*** AVAILABLE DATA ***

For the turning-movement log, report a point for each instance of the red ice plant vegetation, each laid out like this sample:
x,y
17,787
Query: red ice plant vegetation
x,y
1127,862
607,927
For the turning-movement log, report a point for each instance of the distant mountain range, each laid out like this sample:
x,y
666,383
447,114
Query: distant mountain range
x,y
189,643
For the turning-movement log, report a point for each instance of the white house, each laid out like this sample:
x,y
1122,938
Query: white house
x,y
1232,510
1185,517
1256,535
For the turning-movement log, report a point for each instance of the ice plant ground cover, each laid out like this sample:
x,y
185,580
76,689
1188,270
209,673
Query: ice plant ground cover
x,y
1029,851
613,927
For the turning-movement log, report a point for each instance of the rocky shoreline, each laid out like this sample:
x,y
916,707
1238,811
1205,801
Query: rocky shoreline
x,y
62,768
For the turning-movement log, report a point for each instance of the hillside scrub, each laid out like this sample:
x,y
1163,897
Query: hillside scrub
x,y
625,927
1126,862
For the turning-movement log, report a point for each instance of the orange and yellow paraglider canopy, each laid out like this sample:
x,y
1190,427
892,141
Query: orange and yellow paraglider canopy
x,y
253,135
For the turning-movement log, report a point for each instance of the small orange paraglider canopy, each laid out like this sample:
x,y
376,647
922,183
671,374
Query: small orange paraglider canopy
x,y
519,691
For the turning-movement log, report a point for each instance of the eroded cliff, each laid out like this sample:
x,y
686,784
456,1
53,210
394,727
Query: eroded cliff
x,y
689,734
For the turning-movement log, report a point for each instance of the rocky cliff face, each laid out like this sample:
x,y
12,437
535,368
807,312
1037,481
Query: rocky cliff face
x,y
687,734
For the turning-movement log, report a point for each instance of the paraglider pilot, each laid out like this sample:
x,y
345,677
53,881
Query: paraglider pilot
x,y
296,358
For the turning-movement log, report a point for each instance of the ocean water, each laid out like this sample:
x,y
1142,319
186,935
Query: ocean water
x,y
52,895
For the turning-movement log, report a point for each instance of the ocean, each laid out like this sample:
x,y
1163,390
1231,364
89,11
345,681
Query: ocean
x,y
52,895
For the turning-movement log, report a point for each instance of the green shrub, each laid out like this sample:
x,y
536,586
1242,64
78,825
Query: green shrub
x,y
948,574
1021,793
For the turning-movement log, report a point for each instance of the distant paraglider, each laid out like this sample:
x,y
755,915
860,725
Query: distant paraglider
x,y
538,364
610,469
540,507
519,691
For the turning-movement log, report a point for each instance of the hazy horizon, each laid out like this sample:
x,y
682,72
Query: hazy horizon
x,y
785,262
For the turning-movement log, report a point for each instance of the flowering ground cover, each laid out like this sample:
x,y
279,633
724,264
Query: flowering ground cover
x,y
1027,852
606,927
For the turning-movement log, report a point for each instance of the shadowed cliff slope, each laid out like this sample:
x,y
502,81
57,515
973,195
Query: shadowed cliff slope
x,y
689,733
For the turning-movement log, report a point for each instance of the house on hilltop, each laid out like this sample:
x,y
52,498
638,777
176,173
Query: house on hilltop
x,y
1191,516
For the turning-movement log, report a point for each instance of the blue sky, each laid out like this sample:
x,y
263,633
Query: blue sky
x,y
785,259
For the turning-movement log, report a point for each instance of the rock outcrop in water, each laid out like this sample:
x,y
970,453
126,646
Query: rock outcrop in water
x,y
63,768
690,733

*** End of AVAILABLE DATA ***

Every entry is to be restated word for word.

For the turning-movement log, report a point for each instance of the red ice plant vegetation, each laid out like this sample:
x,y
17,787
Query: red ice plant vegetation
x,y
1127,862
607,927
For the turning-movement log, report a point for each instance of the distant mountain range, each laid out like this sample:
x,y
666,383
447,114
Query: distant mountain range
x,y
189,643
For the turning-movement log, report a point for each instance of the white house, each laid out like this sample:
x,y
1122,938
Query: white house
x,y
1232,510
1185,517
1256,535
For the turning-movement log, report a point for each instance of the ice plant ground cover, each laid out like this sample:
x,y
185,580
76,689
1188,270
209,673
Query: ice plant ground cover
x,y
1029,851
613,927
For the turning-movement log, report a point for each instance of the rocky shoreline, each laid out like this sample:
x,y
916,707
1238,811
1205,801
Query: rocky shoreline
x,y
62,768
For the turning-movement log, report a point for each instance of the hillside scrub, each laid out like this sample:
x,y
1163,897
Query: hillside scrub
x,y
625,927
1126,862
For the turning-movement log, report a point for each instance of the orange and yellow paraglider canopy, each laid out like this sample:
x,y
1190,427
892,141
Query: orange and yellow paraglider canopy
x,y
253,135
For the turning-movement log, report a point for each instance of the small orange paraglider canopy, each laid out like this sample:
x,y
376,647
922,183
671,374
Query: small orange paraglider canopy
x,y
519,691
For the turning-movement log, report a point for each instance of the eroded cliff, each laid out like this sample:
x,y
686,784
456,1
53,210
394,727
Query: eroded cliff
x,y
689,734
For the turning-movement log, report a point for each instance of the rocky cliff face, each laid out like this sample:
x,y
12,437
535,368
807,312
1037,481
Query: rocky cliff face
x,y
687,734
For the turning-movement log, report a point for each instance of the paraglider pilot, each laid out like this sample:
x,y
345,677
53,881
Query: paraglider pilot
x,y
296,358
For the turning-movement log, report a point for each instance of the ocean water, each laid out like this sample:
x,y
1142,319
186,935
Query: ocean water
x,y
52,895
For the turning-movement log, report a point for each instance of the ocean, each laid out like this sample:
x,y
1163,390
1231,364
89,11
345,681
Query: ocean
x,y
52,895
For the turning-movement log, report a point for each instance of the green shrub, each laid out like this sample:
x,y
536,586
1242,64
78,825
Query: green shrub
x,y
948,574
1021,793
For the turning-movement log, report a point for each instance of the distant paraglider, each laid out like this sample:
x,y
755,915
860,725
Query: distant paraglider
x,y
538,364
610,469
540,507
519,691
For the turning-movement log, report a point for each instance of the hazy horizon, each laid out like this sample:
x,y
682,72
Query: hazy horizon
x,y
785,262
For the turning-movement log, report a point for each instance of the flowering ground cover, each laid out like this sample:
x,y
279,633
724,264
Query: flowering ground cover
x,y
1027,852
606,927
For the turning-movement log, report a point for each instance of the shadowed cliff slope, each laid out like this sample:
x,y
502,81
57,515
973,195
Query: shadowed cliff slope
x,y
689,733
For the turning-movement log, report a point for each instance of the house on hilltop, each laid out like this sample:
x,y
52,498
638,777
176,173
Query: house on hilltop
x,y
1191,516
For the turning-movement log, report a point for each instance of the blue sky, each laid out like this sample:
x,y
263,633
Query: blue sky
x,y
785,259
For the turning-movement log, report a point for each instance of the rock outcrop in water, each laid out like this sample:
x,y
970,453
126,646
Query: rock outcrop in water
x,y
63,768
690,733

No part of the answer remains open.